Alla Sala 1 -in occasione dell’opening della sua prima mostra italiana- Anton Bruhin (Lachen, 1949) si cimenta in una performance sonora, suonando alcuni brani con i suoi scacciapensieri. Da circa trent’anni non solo colleziona questi strumenti musicali (ne ha circa mille) che fanno parte della tradizione culturale europea e asiatica, ma suona ai concerti, compone e incide cd.
Il trait-d’union tra la musica e alcune sue opere è forte, in particolare con le calligrafie che realizza nel ‘77. Il pennino d’acciaio che intinge nell’inchiostro di china per realizzare i suoi caratteri di fantasia è molto simile allo scacciapensieri: stessa punta metallica, stessa flessibilità. Anche il suono, l’armonia è rintracciabile in quei segni che si rincorrono sulla carta bianca. Alla base c’è anche la memoria della scrittura automatica dei surrealisti.
I caratteri del courier new (quelli della tradizionale macchina da scrivere) sono alla base di un altro lavoro –Tipogrammi– cui si dedica per anni: è del 2005 la pubblicazione del volume Reihe Hier, 500 Typogramme und 10000 Palindrome. Dalla sovrapposizione dei caratteri della stessa dimensione, sempre associati in maniera simmetrica, nasce un repertorio di immagini nuove. Alcune astratte, altre stilizzate che ricordano musi di animali, motivi ornamentali.
Anche il riferimento alla poesia visiva e concreta è tangibile. Altro possibile spunto di riferimento è la pop art, sempre in una visione molto personale dell’autore, come nel Risonatore (1998), la tromba smaltata di nero del clacson di un camion e la Sedia (1997). Quest’opera non è che un oggetto che fa parte della sua storia: una vecchia sedia azzurra che, restaurata più volte, infine cambia destinazione d’uso. Perde la tridimensionalità a favore di un assemblaggio bidimensionale in cui la simmetria delle listelle di legno rimanda ad uno schema geometrico.
Non è un caso che nella stessa nicchia della parete accanto a questa opera sia esposta lo Schematoide (1997), un oggetto composto da 33 bacchette di legno che l’artista ha realizzato pensando al teschio di Lucy, metà scimmia e metà uomo primitivo. L’essenzialità del gioco di linee orizzontali e verticali rimanda proprio all’icona delle maschere africane.

========================================

Consegna 1:
Ricopia fedelmente il tratto delle voci che si apre con la riga contenente "Please tag the sunglasses" e arriva fino alla fine delle voci, estremi inclusi.

Voci del dataset archiviate:
========================================

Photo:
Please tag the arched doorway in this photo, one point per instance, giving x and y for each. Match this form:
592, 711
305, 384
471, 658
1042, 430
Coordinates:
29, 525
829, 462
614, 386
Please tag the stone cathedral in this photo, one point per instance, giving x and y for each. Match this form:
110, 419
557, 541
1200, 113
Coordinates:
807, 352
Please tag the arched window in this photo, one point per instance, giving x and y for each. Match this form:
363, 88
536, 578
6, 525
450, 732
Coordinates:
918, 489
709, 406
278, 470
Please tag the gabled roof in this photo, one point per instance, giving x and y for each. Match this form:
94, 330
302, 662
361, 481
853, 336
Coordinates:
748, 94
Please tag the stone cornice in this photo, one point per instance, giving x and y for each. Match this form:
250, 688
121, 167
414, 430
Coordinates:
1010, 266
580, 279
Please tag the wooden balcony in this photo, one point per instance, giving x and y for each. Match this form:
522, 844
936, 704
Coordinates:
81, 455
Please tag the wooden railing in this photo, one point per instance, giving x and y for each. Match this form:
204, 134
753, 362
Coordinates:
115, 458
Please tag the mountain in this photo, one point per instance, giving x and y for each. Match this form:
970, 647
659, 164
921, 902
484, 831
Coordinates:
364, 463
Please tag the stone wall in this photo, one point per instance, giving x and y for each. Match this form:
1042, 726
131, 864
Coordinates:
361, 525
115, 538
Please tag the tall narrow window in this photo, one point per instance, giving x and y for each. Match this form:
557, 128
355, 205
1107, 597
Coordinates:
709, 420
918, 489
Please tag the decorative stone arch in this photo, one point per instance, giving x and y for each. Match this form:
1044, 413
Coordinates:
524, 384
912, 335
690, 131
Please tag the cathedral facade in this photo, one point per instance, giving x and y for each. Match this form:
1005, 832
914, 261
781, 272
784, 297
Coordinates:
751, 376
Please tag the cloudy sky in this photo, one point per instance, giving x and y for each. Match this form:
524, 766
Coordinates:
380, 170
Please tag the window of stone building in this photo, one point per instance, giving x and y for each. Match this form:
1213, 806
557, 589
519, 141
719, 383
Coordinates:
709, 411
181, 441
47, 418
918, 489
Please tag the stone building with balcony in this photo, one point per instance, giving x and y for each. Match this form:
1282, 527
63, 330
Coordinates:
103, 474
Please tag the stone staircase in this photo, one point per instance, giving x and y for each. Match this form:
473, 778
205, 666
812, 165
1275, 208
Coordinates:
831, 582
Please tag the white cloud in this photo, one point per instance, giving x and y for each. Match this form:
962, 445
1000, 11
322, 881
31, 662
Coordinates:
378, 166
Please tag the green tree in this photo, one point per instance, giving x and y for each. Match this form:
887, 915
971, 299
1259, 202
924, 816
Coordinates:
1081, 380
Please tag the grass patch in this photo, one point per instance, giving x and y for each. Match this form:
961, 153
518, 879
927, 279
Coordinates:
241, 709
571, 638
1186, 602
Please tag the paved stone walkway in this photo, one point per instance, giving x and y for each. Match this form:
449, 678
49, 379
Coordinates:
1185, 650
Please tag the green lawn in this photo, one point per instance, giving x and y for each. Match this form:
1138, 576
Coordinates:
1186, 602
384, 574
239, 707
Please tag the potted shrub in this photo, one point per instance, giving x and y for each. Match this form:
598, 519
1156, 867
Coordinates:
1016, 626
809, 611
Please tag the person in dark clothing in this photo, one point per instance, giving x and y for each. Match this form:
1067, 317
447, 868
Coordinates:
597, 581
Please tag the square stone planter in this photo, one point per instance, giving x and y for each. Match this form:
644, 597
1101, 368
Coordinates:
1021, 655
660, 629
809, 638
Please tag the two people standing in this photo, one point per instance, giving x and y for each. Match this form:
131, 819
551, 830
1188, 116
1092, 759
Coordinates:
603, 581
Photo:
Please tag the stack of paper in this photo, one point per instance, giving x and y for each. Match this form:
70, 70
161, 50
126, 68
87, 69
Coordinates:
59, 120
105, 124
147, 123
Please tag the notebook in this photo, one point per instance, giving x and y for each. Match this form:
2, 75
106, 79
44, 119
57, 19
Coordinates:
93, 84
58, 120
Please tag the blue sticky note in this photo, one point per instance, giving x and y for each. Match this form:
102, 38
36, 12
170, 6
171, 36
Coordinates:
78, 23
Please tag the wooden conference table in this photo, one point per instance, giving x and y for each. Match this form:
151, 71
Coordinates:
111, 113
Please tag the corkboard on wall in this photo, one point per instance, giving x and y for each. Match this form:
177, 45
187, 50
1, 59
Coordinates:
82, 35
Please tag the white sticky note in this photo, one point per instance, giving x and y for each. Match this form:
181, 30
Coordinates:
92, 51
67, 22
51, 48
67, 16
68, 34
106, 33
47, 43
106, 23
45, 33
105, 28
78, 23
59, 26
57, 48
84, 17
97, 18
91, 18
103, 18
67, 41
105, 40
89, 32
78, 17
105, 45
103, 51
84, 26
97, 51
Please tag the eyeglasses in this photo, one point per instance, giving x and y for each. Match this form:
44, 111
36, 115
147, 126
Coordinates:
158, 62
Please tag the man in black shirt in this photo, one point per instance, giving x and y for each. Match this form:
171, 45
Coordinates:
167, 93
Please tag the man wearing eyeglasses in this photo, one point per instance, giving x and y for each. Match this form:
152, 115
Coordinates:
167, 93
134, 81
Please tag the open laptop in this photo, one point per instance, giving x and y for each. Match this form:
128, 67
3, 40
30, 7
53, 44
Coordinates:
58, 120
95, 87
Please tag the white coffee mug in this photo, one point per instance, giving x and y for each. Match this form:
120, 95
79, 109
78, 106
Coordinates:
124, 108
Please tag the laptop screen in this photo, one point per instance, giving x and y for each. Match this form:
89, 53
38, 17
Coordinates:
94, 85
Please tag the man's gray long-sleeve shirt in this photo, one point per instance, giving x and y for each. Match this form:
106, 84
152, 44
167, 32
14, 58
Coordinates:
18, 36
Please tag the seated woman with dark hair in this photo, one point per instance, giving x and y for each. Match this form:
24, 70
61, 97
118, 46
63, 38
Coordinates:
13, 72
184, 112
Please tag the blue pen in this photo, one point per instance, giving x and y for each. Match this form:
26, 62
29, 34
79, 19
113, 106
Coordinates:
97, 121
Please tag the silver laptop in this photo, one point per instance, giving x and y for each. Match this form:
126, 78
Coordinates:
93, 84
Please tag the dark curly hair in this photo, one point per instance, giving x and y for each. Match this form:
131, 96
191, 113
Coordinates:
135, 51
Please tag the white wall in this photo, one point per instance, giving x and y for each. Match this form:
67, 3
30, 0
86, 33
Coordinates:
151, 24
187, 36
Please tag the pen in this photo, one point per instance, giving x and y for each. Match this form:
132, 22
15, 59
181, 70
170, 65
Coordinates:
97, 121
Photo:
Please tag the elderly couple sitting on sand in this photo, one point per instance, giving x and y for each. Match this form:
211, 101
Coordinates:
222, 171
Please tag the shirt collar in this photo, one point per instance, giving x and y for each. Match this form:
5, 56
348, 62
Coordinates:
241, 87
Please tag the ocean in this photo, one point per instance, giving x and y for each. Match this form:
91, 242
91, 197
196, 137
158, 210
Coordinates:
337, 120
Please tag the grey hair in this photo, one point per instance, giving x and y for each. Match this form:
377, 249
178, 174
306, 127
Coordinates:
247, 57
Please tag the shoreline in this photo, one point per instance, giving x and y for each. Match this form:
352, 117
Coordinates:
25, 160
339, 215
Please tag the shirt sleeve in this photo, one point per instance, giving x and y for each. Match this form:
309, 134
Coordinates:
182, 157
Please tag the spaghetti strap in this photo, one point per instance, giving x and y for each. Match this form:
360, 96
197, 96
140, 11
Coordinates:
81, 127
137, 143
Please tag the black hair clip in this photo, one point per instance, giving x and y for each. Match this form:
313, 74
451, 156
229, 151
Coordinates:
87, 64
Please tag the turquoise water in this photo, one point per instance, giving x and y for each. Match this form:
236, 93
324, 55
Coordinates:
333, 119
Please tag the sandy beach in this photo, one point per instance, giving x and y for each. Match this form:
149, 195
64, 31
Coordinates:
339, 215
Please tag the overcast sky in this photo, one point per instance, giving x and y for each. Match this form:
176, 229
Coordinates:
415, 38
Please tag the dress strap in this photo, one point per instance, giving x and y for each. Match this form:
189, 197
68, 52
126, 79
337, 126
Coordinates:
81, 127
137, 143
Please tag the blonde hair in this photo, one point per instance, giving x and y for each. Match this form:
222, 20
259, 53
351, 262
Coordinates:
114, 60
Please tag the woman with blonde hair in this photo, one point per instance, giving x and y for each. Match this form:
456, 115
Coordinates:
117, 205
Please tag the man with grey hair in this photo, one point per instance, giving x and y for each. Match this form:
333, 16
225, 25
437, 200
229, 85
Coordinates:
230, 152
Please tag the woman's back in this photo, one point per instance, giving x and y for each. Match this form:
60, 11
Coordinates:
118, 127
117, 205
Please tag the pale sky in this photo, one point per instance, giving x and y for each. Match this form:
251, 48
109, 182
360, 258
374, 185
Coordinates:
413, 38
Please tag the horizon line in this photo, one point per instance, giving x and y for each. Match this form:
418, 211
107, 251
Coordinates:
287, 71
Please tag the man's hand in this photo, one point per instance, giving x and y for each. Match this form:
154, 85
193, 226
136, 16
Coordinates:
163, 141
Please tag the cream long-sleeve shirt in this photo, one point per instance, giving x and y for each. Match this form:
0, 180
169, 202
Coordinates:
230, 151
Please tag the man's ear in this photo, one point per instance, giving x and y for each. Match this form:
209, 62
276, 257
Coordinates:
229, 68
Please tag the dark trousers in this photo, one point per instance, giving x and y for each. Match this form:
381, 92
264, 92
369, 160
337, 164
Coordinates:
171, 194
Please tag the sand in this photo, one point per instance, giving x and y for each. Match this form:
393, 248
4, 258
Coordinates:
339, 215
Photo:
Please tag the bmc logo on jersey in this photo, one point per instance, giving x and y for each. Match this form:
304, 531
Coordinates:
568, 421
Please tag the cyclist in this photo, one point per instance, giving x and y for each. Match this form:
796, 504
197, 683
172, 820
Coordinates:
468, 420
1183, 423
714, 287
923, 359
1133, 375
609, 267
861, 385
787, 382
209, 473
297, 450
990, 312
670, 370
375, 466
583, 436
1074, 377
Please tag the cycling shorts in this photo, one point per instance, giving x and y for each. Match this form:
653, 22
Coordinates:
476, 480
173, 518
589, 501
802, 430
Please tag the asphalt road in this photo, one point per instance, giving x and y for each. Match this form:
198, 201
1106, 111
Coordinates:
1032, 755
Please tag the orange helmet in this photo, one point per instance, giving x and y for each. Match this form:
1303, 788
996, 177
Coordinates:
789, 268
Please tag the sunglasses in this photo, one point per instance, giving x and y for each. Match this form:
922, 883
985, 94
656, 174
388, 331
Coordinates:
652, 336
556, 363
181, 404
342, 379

========================================

Consegna 2:
Riscrivi il passo del testo su Anton Bruhin che si apre con le parole contenenti "Il trait-d’union tra" e si chiude con "automatica dei surrealisti.", sostituendo "inchiostro di china" con "inchiostro nero".

Risultato finale 1:
Please tag the sunglasses in this photo, one point per instance, giving x and y for each. Match this form:
922, 883
985, 94
656, 174
388, 331
Coordinates:
652, 336
556, 363
181, 404
342, 379

Risultato finale 2:
Il trait-d’union tra la musica e alcune sue opere è forte, in particolare con le calligrafie che realizza nel ‘77. Il pennino d’acciaio che intinge nell’inchiostro nero per realizzare i suoi caratteri di fantasia è molto simile allo scacciapensieri: stessa punta metallica, stessa flessibilità. Anche il suono, l’armonia è rintracciabile in quei segni che si rincorrono sulla carta bianca. Alla base c’è anche la memoria della scrittura automatica dei surrealisti.